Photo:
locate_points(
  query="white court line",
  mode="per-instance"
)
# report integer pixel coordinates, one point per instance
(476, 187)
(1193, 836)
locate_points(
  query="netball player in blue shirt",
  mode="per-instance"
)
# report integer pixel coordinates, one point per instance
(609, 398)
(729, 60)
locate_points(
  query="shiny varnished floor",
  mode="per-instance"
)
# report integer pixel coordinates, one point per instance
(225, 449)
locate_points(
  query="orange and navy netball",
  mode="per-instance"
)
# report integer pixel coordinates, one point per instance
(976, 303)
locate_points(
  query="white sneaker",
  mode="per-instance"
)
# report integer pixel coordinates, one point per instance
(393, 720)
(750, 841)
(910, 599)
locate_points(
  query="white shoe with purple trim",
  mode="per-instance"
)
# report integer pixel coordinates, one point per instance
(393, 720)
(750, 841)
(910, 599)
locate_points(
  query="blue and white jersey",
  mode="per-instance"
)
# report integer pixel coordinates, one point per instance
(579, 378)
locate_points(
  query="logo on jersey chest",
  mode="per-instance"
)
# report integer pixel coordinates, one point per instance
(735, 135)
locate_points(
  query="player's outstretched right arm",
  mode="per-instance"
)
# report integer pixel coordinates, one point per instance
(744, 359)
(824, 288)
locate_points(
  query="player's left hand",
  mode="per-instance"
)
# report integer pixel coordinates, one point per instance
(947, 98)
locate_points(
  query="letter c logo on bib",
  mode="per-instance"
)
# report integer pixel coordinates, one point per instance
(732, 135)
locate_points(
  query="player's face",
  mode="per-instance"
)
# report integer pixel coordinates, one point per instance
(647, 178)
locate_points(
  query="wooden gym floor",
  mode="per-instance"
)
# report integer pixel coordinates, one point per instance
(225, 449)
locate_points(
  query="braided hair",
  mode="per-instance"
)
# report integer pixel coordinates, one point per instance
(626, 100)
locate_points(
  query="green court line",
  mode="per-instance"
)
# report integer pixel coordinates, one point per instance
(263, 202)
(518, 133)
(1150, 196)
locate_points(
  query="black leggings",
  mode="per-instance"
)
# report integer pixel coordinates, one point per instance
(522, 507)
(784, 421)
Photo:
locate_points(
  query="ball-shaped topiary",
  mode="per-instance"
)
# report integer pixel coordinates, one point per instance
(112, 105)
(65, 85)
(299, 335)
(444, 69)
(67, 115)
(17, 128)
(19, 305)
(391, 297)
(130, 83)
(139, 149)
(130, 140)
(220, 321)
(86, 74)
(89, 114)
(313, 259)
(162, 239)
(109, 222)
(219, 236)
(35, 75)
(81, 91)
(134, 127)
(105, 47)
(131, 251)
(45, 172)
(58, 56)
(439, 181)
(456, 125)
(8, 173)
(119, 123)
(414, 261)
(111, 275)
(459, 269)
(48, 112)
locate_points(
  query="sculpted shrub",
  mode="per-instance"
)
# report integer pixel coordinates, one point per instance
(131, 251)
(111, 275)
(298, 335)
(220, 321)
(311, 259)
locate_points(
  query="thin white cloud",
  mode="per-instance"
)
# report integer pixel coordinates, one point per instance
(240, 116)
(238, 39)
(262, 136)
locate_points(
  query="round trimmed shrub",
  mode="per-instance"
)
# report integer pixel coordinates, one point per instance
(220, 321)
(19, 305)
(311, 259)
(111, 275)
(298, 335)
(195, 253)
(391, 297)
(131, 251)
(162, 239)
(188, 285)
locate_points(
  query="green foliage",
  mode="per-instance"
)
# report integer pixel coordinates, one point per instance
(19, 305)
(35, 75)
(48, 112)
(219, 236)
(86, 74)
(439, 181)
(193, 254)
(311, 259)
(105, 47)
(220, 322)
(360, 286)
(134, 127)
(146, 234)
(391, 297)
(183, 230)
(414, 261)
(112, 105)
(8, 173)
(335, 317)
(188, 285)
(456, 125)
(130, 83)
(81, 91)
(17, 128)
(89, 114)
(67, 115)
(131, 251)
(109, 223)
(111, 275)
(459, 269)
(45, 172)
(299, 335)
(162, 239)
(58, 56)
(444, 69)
───
> What to produce
Exactly as they appear above, print all the entries.

> Task answer
Photo:
locate_points(
  query="white court line",
  mode="per-instance"
)
# report integer pixel coordinates, one point per instance
(476, 187)
(1193, 836)
locate_points(
  query="netball player in blue shirt",
  mode="per-instance"
)
# report integer pixel coordinates, one point per instance
(609, 398)
(729, 60)
locate_points(
  query="shiny varnished floor",
  mode="per-instance"
)
# report integer pixel coordinates, one point per instance
(225, 449)
locate_points(
  query="orange and navy netball",
  mode="per-instance"
)
# report integer pixel coordinates, one point per instance
(976, 303)
locate_points(
  query="white sneaker",
  mode="per-instance"
)
# report integer pixel coordinates, one point per instance
(393, 720)
(750, 841)
(910, 599)
locate_points(
  query="white shoe with purple trim",
  mode="per-instance"
)
# report integer pixel coordinates, one point per instance
(393, 720)
(750, 841)
(910, 599)
locate_points(
  query="blue and white jersey",
  mode="per-instance"
)
# report integer pixel coordinates, one point per instance
(579, 378)
locate_points(
  query="logo on jersey chest",
  mode="per-instance"
)
# report integer pixel coordinates, one point per instance
(735, 135)
locate_points(
  query="player's outstretched right arm",
  mode="per-instance"
)
# report integer pixel coordinates, one point per instance
(744, 359)
(824, 288)
locate_points(
  query="player's left hand",
  mode="per-instance"
)
# report integer pixel coordinates, one point per instance
(947, 98)
locate_points(
  query="letter c logo on bib",
  mode="per-instance"
)
# report integer pixel coordinates, one point per instance
(732, 135)
locate_points(
  query="player's face",
  mode="per-instance"
)
# report integer pixel coordinates, one point per instance
(647, 178)
locate_points(
  query="wooden gym floor",
  mode="per-instance"
)
# report integer pixel coordinates, one point per instance
(225, 449)
locate_points(
  query="braided hair",
  mode="per-instance"
)
# report integer pixel coordinates, one point per instance
(626, 100)
locate_points(
  query="green court line",
  mode="per-instance"
)
# report integer pixel coordinates, one point per instance
(263, 202)
(518, 133)
(1150, 196)
locate_points(
  query="black leggings",
  mode="per-instance"
)
# report integer pixel coordinates, one point per instance
(522, 507)
(784, 421)
Photo:
locate_points(
  query="ball-shaped topiary",
  mode="per-instance"
)
# report integer pixel coordinates, one point per instance
(112, 105)
(65, 85)
(299, 335)
(444, 69)
(67, 115)
(17, 128)
(19, 305)
(391, 297)
(130, 83)
(139, 149)
(130, 140)
(220, 321)
(86, 74)
(89, 114)
(313, 259)
(162, 239)
(109, 222)
(219, 236)
(35, 75)
(81, 91)
(134, 127)
(105, 47)
(131, 251)
(45, 172)
(58, 56)
(439, 181)
(456, 125)
(8, 173)
(119, 123)
(414, 261)
(111, 275)
(459, 269)
(48, 112)
locate_points(
  query="sculpted shrub",
  mode="per-instance"
)
# report integer pixel coordinates, one point per instance
(131, 251)
(111, 275)
(298, 335)
(220, 321)
(311, 259)
locate_points(
  query="thin white cloud",
  mode="per-instance"
)
# report integer pixel coordinates, one point per instance
(240, 116)
(238, 39)
(262, 136)
locate_points(
  query="round trimmed shrub",
  mode="per-instance"
)
# report integer pixel coordinates, one point per instance
(220, 321)
(19, 305)
(311, 259)
(111, 275)
(298, 335)
(195, 253)
(391, 297)
(131, 251)
(162, 239)
(188, 285)
locate_points(
  query="green foliage",
  mode="per-instance"
)
# report integer pixel coordinates, one point per instance
(19, 305)
(35, 75)
(48, 112)
(219, 236)
(86, 74)
(439, 181)
(193, 254)
(311, 259)
(105, 47)
(220, 322)
(360, 286)
(134, 127)
(146, 234)
(391, 297)
(183, 230)
(414, 261)
(112, 105)
(8, 173)
(335, 317)
(188, 285)
(456, 125)
(130, 83)
(81, 91)
(17, 128)
(89, 114)
(67, 115)
(131, 251)
(109, 223)
(111, 275)
(459, 269)
(45, 172)
(299, 335)
(162, 239)
(58, 56)
(444, 69)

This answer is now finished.